- _To be done_:
Show every line of the entries below that contains the string "green", copying each such line in full. Treat the match as case-sensitive.

- _Material provided_:
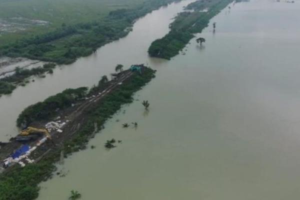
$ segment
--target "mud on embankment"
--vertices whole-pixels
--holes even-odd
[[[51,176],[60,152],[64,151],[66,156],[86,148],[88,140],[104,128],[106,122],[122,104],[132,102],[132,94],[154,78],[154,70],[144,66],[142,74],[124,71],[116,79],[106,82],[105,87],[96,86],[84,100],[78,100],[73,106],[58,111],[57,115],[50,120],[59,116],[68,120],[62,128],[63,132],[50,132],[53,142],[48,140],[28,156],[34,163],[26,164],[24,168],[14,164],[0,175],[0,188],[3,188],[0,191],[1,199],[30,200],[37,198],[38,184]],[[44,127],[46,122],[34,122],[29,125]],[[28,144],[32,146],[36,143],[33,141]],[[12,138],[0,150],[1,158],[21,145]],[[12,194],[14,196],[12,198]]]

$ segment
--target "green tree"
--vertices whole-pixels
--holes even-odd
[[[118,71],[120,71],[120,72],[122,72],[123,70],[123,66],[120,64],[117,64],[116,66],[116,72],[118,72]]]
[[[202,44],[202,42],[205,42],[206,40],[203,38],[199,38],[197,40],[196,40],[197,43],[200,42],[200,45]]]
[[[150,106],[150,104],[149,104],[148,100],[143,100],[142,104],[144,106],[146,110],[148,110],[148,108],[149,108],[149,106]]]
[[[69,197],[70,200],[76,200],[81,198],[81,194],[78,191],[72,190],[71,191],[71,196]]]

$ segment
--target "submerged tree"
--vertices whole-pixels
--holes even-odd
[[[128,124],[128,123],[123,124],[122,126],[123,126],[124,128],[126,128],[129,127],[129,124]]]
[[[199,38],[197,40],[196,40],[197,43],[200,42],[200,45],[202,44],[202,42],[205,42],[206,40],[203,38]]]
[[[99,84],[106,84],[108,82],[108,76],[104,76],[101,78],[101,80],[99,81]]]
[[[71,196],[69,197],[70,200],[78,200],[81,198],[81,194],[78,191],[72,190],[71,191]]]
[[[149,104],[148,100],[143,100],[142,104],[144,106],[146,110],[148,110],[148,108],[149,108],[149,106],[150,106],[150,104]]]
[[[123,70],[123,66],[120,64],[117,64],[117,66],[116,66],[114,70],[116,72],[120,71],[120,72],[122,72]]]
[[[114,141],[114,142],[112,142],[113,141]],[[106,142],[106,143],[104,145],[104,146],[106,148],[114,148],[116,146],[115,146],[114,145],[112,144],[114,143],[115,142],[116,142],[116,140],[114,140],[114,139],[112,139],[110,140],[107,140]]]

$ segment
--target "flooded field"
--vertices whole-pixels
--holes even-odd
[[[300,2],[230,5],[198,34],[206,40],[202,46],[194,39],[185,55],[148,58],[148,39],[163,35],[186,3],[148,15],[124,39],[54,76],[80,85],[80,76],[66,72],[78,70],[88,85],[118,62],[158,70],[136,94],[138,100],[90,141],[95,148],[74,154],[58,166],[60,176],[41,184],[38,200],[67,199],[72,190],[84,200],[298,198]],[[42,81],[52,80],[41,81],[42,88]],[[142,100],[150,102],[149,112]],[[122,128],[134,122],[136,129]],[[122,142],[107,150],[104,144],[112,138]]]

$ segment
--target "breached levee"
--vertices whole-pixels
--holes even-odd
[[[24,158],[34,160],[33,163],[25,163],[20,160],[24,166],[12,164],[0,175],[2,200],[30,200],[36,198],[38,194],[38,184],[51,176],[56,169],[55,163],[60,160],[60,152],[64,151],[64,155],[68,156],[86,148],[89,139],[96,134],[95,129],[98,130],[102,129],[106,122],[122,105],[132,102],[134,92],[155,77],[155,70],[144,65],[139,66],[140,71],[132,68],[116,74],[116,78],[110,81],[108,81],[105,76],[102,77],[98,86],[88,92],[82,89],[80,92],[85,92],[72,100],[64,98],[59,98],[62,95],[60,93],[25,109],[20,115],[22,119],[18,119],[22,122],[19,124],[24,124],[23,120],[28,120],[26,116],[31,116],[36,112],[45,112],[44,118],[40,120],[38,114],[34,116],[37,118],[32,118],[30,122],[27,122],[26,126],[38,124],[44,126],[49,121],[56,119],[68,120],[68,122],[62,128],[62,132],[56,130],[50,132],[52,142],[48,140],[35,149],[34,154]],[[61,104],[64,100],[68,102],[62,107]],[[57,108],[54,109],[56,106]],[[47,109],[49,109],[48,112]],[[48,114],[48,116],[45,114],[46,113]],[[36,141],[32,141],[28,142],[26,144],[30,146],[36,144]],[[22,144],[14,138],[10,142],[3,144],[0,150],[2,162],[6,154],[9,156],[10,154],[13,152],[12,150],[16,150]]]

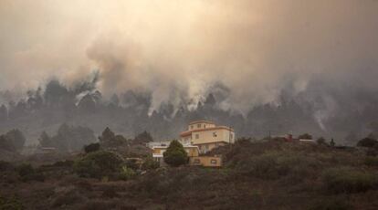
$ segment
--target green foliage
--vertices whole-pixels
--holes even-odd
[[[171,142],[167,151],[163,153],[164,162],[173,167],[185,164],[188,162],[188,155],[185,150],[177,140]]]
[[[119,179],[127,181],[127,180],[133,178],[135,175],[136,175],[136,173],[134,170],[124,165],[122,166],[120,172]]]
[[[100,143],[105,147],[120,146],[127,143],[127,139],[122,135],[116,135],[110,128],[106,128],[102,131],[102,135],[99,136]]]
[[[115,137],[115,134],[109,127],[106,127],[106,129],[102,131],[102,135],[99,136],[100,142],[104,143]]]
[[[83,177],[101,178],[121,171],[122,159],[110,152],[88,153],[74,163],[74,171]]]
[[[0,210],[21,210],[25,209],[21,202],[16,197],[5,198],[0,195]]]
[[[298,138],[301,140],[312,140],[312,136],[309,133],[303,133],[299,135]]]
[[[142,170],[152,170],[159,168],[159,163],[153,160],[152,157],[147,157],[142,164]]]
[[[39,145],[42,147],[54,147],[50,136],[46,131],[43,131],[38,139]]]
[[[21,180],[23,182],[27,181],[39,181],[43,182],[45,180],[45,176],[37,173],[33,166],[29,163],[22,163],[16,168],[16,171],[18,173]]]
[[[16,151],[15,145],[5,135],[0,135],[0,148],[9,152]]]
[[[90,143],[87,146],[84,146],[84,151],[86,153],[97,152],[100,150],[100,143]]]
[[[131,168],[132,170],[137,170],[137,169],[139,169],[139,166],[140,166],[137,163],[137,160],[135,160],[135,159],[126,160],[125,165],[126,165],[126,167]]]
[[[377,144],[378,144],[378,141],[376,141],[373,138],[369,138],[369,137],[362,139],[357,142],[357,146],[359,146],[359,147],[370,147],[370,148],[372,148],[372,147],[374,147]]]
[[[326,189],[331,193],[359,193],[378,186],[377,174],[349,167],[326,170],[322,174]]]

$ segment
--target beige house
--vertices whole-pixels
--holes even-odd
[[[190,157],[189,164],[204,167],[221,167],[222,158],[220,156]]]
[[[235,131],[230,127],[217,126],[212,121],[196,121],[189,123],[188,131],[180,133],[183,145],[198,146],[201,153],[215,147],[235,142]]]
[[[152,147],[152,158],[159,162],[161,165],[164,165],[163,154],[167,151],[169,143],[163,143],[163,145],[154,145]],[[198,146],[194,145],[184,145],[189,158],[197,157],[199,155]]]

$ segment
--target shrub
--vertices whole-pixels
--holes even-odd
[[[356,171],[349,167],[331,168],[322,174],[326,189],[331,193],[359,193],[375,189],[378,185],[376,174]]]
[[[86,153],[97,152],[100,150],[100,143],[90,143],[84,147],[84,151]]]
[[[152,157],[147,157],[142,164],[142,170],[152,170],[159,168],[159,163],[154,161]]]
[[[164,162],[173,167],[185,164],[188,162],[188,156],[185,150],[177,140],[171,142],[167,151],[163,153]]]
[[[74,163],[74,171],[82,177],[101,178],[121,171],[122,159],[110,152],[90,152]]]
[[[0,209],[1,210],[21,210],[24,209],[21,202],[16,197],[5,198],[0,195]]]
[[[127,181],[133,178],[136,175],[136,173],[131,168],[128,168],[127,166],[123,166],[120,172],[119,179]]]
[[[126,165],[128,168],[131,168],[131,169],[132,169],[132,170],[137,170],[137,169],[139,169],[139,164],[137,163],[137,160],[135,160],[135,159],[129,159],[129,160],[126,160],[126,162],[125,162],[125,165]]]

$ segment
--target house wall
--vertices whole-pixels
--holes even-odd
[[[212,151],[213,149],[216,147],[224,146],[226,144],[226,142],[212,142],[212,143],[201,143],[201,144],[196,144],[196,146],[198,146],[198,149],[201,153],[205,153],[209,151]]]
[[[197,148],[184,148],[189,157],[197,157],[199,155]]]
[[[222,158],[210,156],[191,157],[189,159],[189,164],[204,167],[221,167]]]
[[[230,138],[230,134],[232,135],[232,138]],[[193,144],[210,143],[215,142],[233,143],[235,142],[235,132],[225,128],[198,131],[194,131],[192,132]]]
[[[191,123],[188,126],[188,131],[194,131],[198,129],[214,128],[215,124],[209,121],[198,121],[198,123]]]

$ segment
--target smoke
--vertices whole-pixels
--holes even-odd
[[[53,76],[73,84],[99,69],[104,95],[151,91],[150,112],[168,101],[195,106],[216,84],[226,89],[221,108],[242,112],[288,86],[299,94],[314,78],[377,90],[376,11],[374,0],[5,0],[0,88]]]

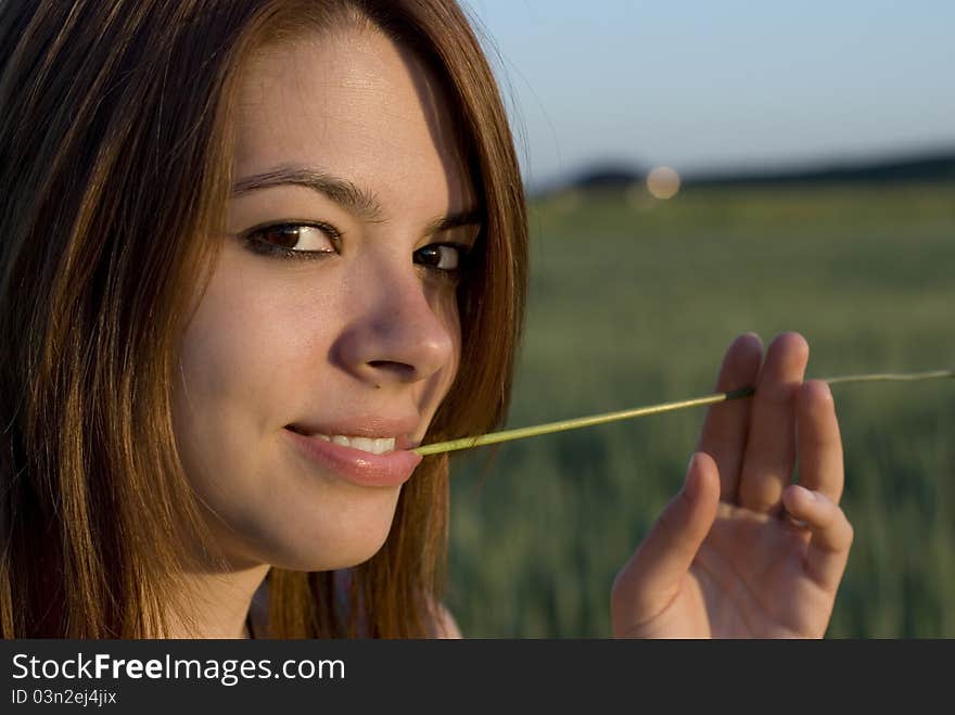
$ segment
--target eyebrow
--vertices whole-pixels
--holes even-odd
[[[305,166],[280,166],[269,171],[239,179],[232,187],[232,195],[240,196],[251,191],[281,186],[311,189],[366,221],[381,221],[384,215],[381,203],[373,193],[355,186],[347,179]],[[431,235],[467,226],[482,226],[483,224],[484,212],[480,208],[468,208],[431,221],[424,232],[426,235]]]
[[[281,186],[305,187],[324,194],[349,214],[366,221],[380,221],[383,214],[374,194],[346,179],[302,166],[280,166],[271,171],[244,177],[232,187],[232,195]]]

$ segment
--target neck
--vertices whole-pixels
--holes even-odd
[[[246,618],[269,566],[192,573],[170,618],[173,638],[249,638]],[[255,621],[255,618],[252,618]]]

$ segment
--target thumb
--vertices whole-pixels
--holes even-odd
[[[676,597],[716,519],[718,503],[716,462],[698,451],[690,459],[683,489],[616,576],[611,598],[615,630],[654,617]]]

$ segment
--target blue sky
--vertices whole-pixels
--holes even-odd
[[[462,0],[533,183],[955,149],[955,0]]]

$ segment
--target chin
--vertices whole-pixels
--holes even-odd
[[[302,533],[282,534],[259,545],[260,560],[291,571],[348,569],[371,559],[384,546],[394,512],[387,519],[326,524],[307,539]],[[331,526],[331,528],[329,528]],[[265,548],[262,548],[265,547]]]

- _Exercise solution_:
--target "green tree"
--target green foliage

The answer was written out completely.